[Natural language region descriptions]
----------

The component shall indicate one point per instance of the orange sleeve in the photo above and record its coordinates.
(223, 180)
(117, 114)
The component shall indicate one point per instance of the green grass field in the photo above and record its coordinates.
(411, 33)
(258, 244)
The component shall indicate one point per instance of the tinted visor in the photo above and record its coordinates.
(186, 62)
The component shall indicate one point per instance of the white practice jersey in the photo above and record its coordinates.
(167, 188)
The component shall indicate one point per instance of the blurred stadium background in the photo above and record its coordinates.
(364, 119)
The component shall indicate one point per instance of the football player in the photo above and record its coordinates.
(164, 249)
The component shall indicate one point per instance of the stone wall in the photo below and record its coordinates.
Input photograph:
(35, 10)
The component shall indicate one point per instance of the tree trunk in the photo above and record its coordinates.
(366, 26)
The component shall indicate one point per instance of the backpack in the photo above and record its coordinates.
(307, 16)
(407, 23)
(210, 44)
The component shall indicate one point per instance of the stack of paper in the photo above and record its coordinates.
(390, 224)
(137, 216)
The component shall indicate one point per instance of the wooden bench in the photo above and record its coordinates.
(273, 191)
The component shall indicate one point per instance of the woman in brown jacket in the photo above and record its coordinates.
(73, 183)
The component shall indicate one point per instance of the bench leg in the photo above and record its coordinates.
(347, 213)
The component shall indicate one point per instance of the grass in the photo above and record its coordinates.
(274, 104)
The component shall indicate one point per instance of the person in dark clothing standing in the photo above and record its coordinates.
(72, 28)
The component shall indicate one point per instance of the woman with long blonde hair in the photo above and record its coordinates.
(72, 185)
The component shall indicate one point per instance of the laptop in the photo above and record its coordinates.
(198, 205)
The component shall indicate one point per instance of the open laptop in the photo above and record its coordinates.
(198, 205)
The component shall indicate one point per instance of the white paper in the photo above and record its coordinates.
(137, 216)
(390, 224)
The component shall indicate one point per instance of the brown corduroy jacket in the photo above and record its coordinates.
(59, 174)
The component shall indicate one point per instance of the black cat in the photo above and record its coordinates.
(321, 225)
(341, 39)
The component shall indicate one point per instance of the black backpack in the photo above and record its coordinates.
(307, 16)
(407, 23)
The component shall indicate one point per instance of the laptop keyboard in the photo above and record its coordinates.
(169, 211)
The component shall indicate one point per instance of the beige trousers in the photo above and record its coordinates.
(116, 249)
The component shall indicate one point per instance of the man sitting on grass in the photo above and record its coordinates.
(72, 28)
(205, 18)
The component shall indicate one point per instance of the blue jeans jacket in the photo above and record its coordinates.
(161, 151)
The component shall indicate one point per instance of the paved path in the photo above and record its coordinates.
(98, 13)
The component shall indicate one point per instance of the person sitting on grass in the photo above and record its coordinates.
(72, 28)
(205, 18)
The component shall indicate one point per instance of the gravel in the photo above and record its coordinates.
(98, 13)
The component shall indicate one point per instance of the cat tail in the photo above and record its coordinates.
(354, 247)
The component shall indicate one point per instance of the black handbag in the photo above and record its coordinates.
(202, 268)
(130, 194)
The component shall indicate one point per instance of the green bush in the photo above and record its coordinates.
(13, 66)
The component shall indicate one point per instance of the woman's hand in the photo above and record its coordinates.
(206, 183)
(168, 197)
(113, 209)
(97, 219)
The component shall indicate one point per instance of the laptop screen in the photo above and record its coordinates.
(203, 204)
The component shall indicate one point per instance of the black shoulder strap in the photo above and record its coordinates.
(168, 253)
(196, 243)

----------

**PROMPT:** Exactly the lines from the one containing "the black shoulder" to the last line of the entries above must be duplicated, with both of those lines included and nothing more.

**RESULT OF THE EXERCISE:**
The component shall indicate one point per instance of the black shoulder strap in the photo above and record its coordinates.
(168, 253)
(196, 243)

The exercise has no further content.